### Exercise goal
Rewrite the stretch of the material from the line containing "Identify the gravel" through the line containing "[674, 395, 952, 503]", and replace "gravel pile" with "stone heap". Return only those lines, with everything else unchanged.

### Task material

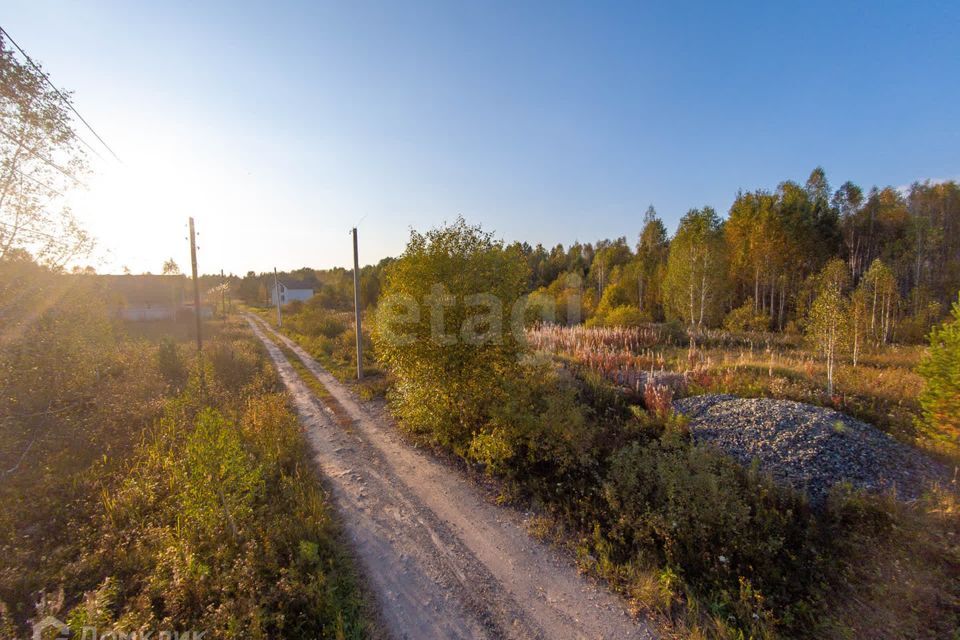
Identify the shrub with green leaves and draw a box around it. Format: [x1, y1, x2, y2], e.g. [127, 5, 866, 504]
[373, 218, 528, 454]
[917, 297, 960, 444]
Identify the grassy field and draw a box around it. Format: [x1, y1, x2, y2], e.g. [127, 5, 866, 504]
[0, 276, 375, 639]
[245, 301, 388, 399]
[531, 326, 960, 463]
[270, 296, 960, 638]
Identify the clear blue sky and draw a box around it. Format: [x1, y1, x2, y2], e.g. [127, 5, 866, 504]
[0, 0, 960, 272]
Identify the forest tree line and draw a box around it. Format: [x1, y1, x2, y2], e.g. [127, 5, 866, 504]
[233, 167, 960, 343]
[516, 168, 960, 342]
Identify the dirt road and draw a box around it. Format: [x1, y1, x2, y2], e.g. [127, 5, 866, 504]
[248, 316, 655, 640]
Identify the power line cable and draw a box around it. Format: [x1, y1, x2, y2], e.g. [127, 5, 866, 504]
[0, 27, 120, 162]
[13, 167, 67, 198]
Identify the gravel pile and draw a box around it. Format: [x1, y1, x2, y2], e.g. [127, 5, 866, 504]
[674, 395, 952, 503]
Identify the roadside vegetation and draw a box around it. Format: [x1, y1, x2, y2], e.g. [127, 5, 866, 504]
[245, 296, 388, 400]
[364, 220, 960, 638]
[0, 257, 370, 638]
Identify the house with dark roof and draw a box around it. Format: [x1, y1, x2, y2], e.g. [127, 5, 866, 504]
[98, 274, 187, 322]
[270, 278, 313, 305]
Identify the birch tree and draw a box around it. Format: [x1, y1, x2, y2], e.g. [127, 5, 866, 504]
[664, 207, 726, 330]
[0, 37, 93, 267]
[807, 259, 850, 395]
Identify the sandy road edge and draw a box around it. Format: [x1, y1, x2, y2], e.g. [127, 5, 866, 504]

### Response to the task
Identify the stone heap and draw a box around it. Format: [x1, y1, x2, y2], e.g. [127, 5, 866, 504]
[674, 395, 952, 503]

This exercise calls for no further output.